## Start Provided records

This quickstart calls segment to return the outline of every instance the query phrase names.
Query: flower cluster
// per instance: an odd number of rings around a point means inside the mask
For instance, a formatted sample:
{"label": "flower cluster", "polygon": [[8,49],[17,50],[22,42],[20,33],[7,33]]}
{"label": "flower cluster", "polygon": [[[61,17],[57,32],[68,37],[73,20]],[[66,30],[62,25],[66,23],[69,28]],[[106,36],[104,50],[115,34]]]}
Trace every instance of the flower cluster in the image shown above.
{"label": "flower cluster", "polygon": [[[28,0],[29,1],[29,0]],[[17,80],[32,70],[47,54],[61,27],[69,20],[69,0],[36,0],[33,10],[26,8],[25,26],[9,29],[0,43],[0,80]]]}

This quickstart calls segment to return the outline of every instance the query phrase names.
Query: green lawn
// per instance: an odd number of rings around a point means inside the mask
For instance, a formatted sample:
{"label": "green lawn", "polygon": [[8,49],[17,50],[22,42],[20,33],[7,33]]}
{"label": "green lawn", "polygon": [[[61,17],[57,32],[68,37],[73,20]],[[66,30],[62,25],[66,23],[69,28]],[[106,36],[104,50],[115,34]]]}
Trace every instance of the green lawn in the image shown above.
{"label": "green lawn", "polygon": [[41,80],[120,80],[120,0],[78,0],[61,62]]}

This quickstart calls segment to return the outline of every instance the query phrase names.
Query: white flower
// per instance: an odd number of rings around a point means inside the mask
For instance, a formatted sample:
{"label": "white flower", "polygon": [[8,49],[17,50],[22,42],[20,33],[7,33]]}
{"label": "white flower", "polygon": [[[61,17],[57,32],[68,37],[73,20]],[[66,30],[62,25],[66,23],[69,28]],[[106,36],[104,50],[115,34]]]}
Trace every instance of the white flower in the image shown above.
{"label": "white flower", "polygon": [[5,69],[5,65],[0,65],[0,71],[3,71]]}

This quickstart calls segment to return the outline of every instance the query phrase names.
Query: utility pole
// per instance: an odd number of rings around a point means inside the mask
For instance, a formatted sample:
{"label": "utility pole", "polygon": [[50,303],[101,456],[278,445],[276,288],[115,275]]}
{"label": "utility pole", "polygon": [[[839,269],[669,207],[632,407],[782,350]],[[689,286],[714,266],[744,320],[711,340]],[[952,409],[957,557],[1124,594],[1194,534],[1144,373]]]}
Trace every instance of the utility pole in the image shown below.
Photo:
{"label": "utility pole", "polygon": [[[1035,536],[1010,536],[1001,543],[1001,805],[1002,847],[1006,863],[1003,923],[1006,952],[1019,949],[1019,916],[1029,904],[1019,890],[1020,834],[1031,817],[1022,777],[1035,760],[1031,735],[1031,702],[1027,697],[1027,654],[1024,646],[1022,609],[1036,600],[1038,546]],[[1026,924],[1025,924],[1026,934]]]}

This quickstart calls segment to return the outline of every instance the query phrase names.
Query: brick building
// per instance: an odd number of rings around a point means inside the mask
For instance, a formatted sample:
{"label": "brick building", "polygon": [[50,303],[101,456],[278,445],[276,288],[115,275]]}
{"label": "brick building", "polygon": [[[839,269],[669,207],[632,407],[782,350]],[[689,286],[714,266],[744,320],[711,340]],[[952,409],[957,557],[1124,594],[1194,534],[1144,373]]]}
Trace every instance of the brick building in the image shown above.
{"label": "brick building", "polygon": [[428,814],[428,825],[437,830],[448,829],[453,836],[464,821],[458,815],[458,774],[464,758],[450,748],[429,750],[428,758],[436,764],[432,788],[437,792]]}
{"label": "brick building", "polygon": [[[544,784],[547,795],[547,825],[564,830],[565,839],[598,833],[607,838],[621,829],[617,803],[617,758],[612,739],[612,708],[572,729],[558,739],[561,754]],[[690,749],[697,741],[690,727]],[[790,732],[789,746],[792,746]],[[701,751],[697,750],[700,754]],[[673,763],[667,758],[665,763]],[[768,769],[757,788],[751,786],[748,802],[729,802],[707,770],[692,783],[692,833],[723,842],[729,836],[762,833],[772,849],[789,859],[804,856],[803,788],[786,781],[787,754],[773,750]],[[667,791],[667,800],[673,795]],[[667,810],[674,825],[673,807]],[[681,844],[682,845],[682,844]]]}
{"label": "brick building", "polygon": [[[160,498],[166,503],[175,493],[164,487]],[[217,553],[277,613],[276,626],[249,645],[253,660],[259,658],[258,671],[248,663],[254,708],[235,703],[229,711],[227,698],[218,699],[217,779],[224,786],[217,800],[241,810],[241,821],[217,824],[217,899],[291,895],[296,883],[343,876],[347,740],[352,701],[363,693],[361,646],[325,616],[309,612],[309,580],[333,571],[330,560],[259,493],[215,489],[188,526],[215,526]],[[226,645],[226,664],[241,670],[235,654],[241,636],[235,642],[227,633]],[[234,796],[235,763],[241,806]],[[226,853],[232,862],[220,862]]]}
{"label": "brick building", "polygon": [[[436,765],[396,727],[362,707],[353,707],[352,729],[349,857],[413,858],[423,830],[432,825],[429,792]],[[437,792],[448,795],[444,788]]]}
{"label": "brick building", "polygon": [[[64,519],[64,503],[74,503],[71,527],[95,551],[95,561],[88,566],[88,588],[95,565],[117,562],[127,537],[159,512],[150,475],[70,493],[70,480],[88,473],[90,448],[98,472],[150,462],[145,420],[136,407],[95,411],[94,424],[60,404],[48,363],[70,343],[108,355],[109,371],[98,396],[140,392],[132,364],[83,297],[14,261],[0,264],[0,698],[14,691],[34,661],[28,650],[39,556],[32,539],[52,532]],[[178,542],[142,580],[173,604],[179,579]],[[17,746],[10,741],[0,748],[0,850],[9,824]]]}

## End Provided records

● The task: Repeat the material above in full, exactly as it stands.

● Solution to the exercise:
This quickstart calls segment to return the outline of every instance the query phrase names.
Query: flower cluster
// per instance: an odd number of rings around a point means inside the mask
For instance, a formatted sample:
{"label": "flower cluster", "polygon": [[8,49],[17,50],[22,42],[20,33],[7,33]]}
{"label": "flower cluster", "polygon": [[[61,17],[57,32],[68,37],[73,20]],[[66,30],[62,25],[66,23],[69,28]],[[106,36],[104,50],[115,34]]]}
Trace every instance of the flower cluster in the image shown above.
{"label": "flower cluster", "polygon": [[[28,0],[29,1],[29,0]],[[17,80],[32,70],[47,54],[61,27],[69,20],[69,0],[36,0],[33,10],[26,8],[25,26],[9,29],[0,43],[0,80]]]}

This quickstart calls segment to return the outline of every instance the query phrase names.
Query: green lawn
// per instance: an odd number of rings around a point means inside the mask
For instance, a formatted sample:
{"label": "green lawn", "polygon": [[8,49],[17,50],[22,42],[20,33],[7,33]]}
{"label": "green lawn", "polygon": [[[61,17],[57,32],[68,37],[73,20]],[[66,30],[62,25],[66,23],[69,28]],[[106,36],[104,50],[115,34]]]}
Trace every instance of the green lawn in the image shown above.
{"label": "green lawn", "polygon": [[41,80],[120,80],[120,0],[78,0],[61,62]]}

This quickstart calls segment to return the outline of every instance the query phrase names.
Query: white flower
// per instance: an odd number of rings around a point means inside the mask
For instance, a formatted sample:
{"label": "white flower", "polygon": [[8,49],[17,50],[22,42],[20,33],[7,33]]}
{"label": "white flower", "polygon": [[[61,17],[57,32],[68,37],[73,20]],[[66,30],[62,25],[66,23],[69,28]],[[106,36],[104,50],[115,34]]]}
Trace every instance of the white flower in the image shown above.
{"label": "white flower", "polygon": [[5,69],[5,65],[0,65],[0,71],[3,71]]}

This quickstart calls segment to return the outline of every instance the query phrase names.
Query: utility pole
// per instance: an odd number of rings around a point means inside the mask
For instance, a formatted sample:
{"label": "utility pole", "polygon": [[50,303],[101,456],[278,445],[276,288],[115,275]]}
{"label": "utility pole", "polygon": [[[839,269],[669,207],[632,407],[782,350]],[[689,286],[714,266],[744,320],[711,340]],[[952,409],[957,557],[1124,594],[1194,534],[1144,373]]]}
Trace every instance of the utility pole in the image shown below.
Photo:
{"label": "utility pole", "polygon": [[[1035,536],[1010,536],[1001,543],[1001,805],[1002,847],[1006,863],[1003,923],[1006,952],[1019,949],[1019,916],[1029,904],[1019,890],[1020,834],[1031,817],[1022,777],[1035,760],[1031,735],[1031,702],[1027,697],[1027,654],[1024,646],[1022,609],[1036,600],[1038,546]],[[1026,924],[1025,924],[1026,934]]]}

This quickstart calls segment to return the outline of every instance the query phrase names.
Query: brick building
// per instance: an odd number of rings around a point means inside the mask
For instance, a formatted sample:
{"label": "brick building", "polygon": [[50,303],[101,456],[278,445],[276,288],[115,275]]}
{"label": "brick building", "polygon": [[[839,269],[669,207],[632,407],[782,350]],[[689,286],[714,266],[744,320],[711,340]],[[952,409],[957,557],[1124,594],[1194,534],[1144,373]]]}
Trace every instance of the brick building in the image shown above.
{"label": "brick building", "polygon": [[428,814],[428,825],[437,830],[448,829],[453,836],[464,821],[458,815],[458,774],[464,758],[450,748],[429,750],[428,758],[436,764],[432,788],[437,792]]}
{"label": "brick building", "polygon": [[[544,784],[547,795],[547,825],[564,830],[565,839],[598,833],[607,838],[621,829],[617,803],[617,758],[612,739],[612,708],[572,729],[558,739],[561,754]],[[690,749],[697,741],[690,727]],[[790,732],[789,746],[792,746]],[[701,751],[697,750],[700,754]],[[673,763],[667,758],[665,763]],[[768,769],[757,788],[751,786],[748,802],[729,802],[707,770],[692,783],[692,833],[723,842],[729,836],[762,833],[772,849],[789,859],[804,856],[803,788],[786,781],[787,754],[773,750]],[[667,791],[667,800],[673,795]],[[667,810],[674,825],[673,807]],[[681,844],[682,845],[682,844]]]}
{"label": "brick building", "polygon": [[[160,498],[166,503],[175,493],[164,487]],[[217,553],[277,613],[276,626],[249,645],[253,660],[259,658],[258,671],[248,663],[254,708],[235,703],[229,711],[227,698],[218,699],[217,779],[224,786],[217,800],[241,810],[241,821],[217,824],[217,899],[291,895],[296,883],[343,876],[347,740],[352,701],[363,693],[361,646],[325,616],[309,612],[309,580],[333,571],[330,560],[259,493],[215,489],[188,526],[215,526]],[[226,645],[226,664],[241,670],[235,654],[241,636],[235,642],[227,633]],[[234,796],[235,763],[241,806]],[[226,853],[232,862],[220,862]]]}
{"label": "brick building", "polygon": [[[436,765],[396,727],[362,707],[353,707],[352,729],[349,857],[413,858],[423,830],[432,825],[429,792]],[[437,792],[448,795],[444,788]]]}
{"label": "brick building", "polygon": [[[64,519],[64,503],[74,503],[71,527],[95,551],[95,561],[88,566],[88,588],[95,565],[117,562],[127,537],[159,512],[150,475],[70,493],[70,480],[88,473],[90,448],[98,472],[150,462],[145,420],[136,407],[95,411],[94,424],[60,404],[48,363],[70,343],[108,355],[109,371],[98,396],[140,392],[132,364],[83,297],[14,261],[0,264],[0,698],[14,691],[34,661],[28,650],[39,556],[32,539],[52,532]],[[178,542],[142,580],[173,604],[179,579]],[[17,746],[10,741],[0,748],[0,850],[9,824]]]}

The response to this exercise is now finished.